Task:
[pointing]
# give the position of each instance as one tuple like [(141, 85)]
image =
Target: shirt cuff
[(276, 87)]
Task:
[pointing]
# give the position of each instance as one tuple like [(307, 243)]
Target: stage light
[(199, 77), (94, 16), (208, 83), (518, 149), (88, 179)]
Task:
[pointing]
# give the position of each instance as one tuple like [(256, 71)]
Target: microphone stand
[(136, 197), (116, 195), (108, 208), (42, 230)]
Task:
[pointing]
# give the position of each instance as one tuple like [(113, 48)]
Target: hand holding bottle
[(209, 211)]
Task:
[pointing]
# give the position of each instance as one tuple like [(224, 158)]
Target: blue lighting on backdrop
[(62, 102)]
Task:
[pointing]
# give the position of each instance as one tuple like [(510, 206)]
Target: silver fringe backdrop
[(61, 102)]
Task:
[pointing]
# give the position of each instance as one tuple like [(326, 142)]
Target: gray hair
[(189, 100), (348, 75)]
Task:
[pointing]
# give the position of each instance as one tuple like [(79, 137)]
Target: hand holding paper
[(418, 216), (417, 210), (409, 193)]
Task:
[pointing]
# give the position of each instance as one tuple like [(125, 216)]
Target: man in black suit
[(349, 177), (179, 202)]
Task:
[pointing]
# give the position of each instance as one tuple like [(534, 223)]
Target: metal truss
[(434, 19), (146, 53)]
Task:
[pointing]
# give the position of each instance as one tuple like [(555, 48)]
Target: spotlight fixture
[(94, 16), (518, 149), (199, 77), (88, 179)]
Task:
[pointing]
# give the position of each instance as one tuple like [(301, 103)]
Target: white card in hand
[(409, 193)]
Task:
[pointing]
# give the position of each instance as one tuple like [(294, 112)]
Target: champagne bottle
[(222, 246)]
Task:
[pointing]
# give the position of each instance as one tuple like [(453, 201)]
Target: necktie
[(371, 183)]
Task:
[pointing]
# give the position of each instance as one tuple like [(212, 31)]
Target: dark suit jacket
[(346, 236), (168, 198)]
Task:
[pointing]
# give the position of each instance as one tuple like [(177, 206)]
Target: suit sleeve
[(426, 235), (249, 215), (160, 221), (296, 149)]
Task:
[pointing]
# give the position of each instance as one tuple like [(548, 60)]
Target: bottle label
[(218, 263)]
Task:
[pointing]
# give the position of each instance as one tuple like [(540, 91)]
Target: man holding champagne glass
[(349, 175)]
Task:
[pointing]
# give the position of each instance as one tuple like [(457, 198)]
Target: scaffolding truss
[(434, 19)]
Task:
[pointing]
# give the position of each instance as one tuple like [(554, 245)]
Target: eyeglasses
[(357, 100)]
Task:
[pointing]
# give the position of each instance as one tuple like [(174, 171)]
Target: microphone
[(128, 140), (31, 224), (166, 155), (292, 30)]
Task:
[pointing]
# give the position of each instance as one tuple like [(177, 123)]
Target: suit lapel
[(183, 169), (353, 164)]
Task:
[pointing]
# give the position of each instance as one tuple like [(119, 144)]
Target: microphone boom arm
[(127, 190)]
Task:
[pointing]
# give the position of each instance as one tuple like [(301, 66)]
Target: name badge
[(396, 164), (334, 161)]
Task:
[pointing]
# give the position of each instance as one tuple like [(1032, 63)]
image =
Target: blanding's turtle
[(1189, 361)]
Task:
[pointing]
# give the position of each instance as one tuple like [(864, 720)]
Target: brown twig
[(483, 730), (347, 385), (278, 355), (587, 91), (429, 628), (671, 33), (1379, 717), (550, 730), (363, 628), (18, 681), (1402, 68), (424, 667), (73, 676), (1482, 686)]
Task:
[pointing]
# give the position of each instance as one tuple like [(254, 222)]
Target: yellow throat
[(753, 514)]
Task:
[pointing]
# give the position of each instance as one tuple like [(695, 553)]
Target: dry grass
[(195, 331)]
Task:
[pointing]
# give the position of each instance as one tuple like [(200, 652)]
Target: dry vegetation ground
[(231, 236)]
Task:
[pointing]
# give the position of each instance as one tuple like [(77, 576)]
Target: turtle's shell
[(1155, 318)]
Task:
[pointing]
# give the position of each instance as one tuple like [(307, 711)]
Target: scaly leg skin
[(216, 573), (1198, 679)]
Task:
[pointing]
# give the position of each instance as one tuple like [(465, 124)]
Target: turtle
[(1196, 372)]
-*-
Short task — Rescale the rows from their beginning through the line containing "[(349, 177), (179, 202)]", both ends included, and write all those lines out again, requests too. Multiply every point coordinate in the answers by 2.1 and round to whole numbers, halves up. Leave the numbers in the requests and their format samples unchanged.

Right answer —
Task:
[pointing]
# give the position of each instance as one tuple like [(141, 85)]
image =
Target: shirt cuff
[(580, 183)]
Task:
[pointing]
# give the position of each instance as one tuple like [(307, 243)]
Target: stage light
[(418, 162), (197, 34), (437, 174), (1088, 313), (185, 376)]
Task:
[pointing]
# give the position of each instance as one tuple like [(256, 71)]
Target: microphone stand
[(286, 414), (244, 410), (227, 437), (88, 483)]
Task:
[pointing]
# give the position of each instance as one tuple like [(113, 48)]
Target: hand holding bottle
[(439, 443)]
Task:
[pointing]
# give the position of each instance as one tuple like [(224, 158)]
Target: blue lighting on backdrop
[(130, 214)]
Task:
[pointing]
# give the position of each instance as one tuple like [(510, 206)]
Target: silver fringe backdrop
[(128, 214)]
Task:
[pointing]
# give the position of each instance as one tuple like [(326, 142)]
Target: gray hair
[(397, 210), (731, 158)]
Task:
[pointing]
# give the position of each instance as one tuple like [(79, 137)]
Target: hand holding paper
[(878, 454), (876, 441), (859, 405)]
Task:
[pointing]
# give the position of each instance as one tuple like [(125, 216)]
Target: man in black suit
[(733, 372), (376, 424)]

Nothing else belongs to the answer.